↓↓↓

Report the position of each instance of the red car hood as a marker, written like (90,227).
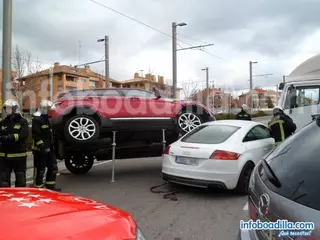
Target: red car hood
(29,213)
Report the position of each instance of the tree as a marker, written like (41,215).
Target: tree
(189,89)
(269,102)
(24,65)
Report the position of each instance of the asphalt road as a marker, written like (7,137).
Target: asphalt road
(197,214)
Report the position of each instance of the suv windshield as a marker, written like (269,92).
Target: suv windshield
(210,134)
(296,165)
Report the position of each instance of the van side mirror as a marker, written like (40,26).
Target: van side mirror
(281,86)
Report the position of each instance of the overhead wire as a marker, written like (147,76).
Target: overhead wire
(168,35)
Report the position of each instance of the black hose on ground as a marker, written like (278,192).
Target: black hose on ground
(169,194)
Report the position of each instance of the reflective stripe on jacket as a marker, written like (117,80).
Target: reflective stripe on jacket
(41,132)
(18,128)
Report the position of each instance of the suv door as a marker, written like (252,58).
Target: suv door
(111,104)
(258,142)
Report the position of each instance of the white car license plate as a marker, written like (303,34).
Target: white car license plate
(187,161)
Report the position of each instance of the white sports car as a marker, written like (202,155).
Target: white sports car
(219,153)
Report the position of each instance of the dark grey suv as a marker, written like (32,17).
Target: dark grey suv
(284,185)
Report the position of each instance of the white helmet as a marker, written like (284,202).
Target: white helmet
(244,106)
(10,107)
(45,105)
(277,109)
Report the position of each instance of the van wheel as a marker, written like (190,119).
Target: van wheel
(81,129)
(79,163)
(243,182)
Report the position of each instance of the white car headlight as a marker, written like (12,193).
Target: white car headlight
(139,235)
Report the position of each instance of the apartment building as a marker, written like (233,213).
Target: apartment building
(262,98)
(65,78)
(218,99)
(13,75)
(148,82)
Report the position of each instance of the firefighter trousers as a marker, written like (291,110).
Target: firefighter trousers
(44,161)
(16,165)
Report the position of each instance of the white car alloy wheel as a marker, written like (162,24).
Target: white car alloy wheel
(188,121)
(82,128)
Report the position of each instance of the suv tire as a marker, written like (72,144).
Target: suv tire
(81,129)
(79,163)
(187,121)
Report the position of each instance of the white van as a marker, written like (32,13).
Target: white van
(301,92)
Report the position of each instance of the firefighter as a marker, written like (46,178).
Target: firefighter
(243,115)
(43,148)
(13,148)
(281,125)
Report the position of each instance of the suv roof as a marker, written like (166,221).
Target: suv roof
(74,93)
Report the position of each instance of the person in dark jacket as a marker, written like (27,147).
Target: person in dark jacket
(243,114)
(13,150)
(281,125)
(43,148)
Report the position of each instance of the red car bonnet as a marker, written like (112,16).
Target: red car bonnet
(29,213)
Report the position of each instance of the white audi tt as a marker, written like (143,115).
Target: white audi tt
(220,153)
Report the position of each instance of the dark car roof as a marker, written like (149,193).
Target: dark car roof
(290,178)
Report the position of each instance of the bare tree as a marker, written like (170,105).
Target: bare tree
(24,65)
(189,89)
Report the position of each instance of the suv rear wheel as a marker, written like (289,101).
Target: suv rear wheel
(81,129)
(187,121)
(79,163)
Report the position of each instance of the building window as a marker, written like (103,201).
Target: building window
(70,88)
(92,84)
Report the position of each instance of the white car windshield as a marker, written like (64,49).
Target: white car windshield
(210,134)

↑↑↑

Written problem →
Can you pull out, word for word, the part of the records that opens with the line containing "Report the position of each instance of the bare" and runs through the end of the records?

Written solution →
Report the position of each instance of the bare tree as a marker, written like (170,105).
Target: bare tree
(24,65)
(189,89)
Report the position of each instance of the suv rear wheel as a marker, written like (289,101).
Target: suv rear wheel
(81,129)
(187,121)
(79,163)
Report the position of each instance of the building window as a marker, written like (103,201).
Target: building window
(70,88)
(92,84)
Report the position of each instance of the white car windshield as a marker, written like (64,49).
Target: white car windshield
(210,134)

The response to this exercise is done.